---------- TEXT FOR ANALYSIS ----------
Grampa Simpson: Flu?
Homer: No.
Grampa Simpson: Protein deficiency?
Homer: No.
Grampa Simpson: Pneumonoultramicroscopicsilicovolcanoconiosis?
Homer: No.
Grampa Simpson: Unsatisfying sex life?
Homer: N – yes. But please, don’t you say that word!
Grampa Simpson: What, seeex? What’s so unappealing about hearing your elderly father talk about sex? I had seeeeex.
Homer: Here are your messages: You have 30 minutes to move your car. You have 10 minutes. Your car has been impounded. Your car has been crushed into a cube. You have 30 minutes to move your cube.
Homer: Sometimes I think we’re the worst family in town.
Marge: Maybe we should move to a larger community.
Bart: I am through with working. Working is for chumps.
Homer: Son, I’m proud of you! I was twice your age when I figured that out.
Homer: Kids, kids. I’m not going to die. That only happens to bad people.
Bart: What about Abraham Lincoln?
Homer: Uh, he sold poison milk to school children.
Chief Wiggum: What IS your fascination with my forbidden closet of mysteries?
George Washington: We had quitters during the Revolution too. . . we called them Kentuckians.
No lawyer is complete without this one:
Judge: Mr. Hutz, are you aware you’re not wearing any pants?
Lionel Hutz: Uh, your Honor, can I call for one of those bad trial thingys?
Judge: You mean a mistrial?
---------- DATA EXTRACT ----------
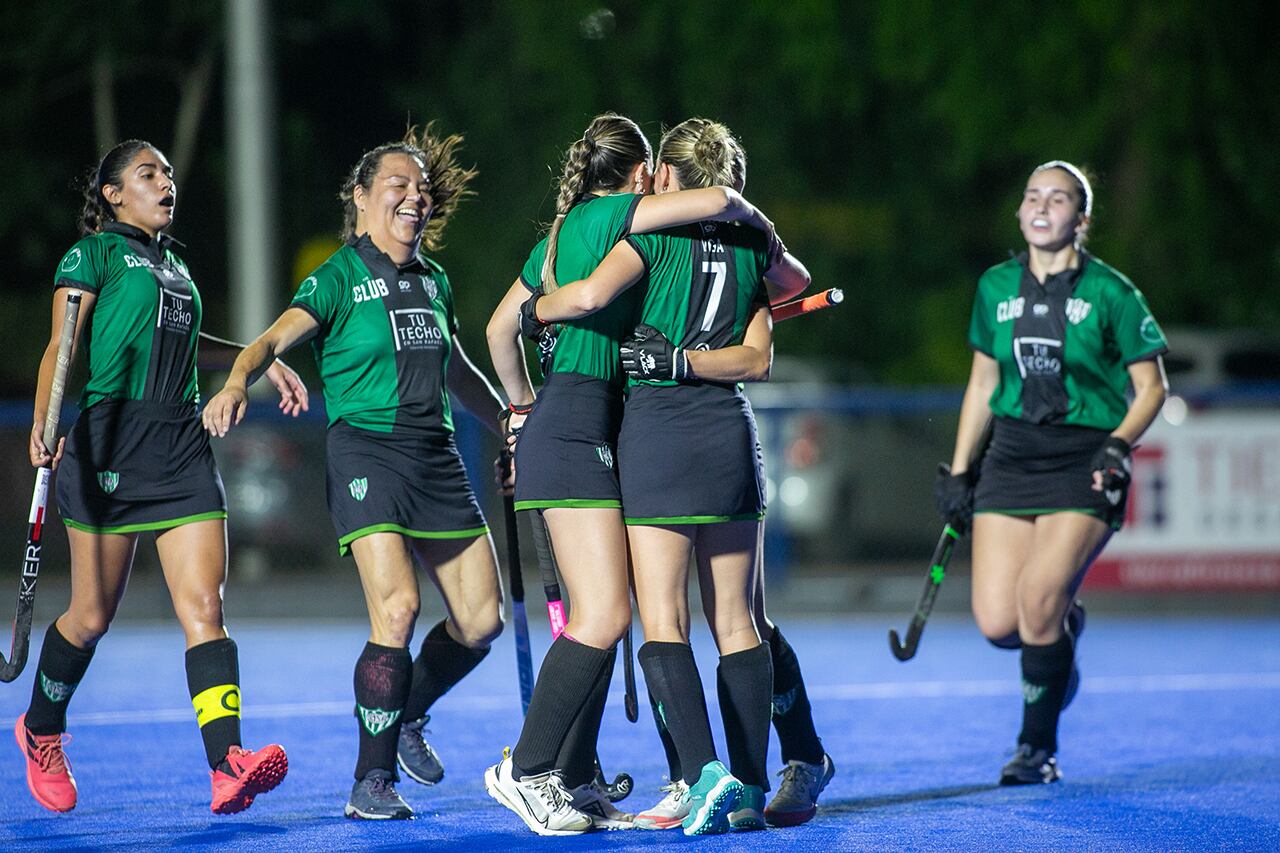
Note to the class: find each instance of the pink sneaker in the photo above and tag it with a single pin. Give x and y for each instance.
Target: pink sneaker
----------
◆ **PROBLEM STATEMENT**
Please resume the Simpsons quotes above from the Judge's last line, starting with Lionel Hutz's reply.

◆ **RESULT BELOW**
Lionel Hutz: Yeah…that’s why you’re the judge, and I am the law… talkin’…guy.
Mr. Burns: A lifetime of working with nuclear power has left me with a healthy green blow… and left me as impotent as a Nevada boxing commissioner.
Homer: Lisa, if you don’t like your job you don’t strike. You just go in every day and do it really half-assed? That’s the American way.
Homer: Kids, you tried your best and you failed miserably. The lesson is, never try.
Maude Flanders: They were having S-E-X in front of C-H-I-L-D-R-E-N!
Krusty the Clown: Sex Cauldron? I thought they closed that place down!
Chief Wiggum: No jury in the world is going to convict a baby. …Maybe Texas.
And my #1 all time favorite:
Insurance Agent: Now, before I give you the check, one more question. This place “Moe’s” you left just before the accident. This is a business of some kind?
Homer’s Brain: Don’t tell him you were at a bar. Gasp! But what else is open at night?
Homer: It’s a pornography store. I was buying pornography.
Homer’s Brain: Heh heh heh. I woulda never thought of that.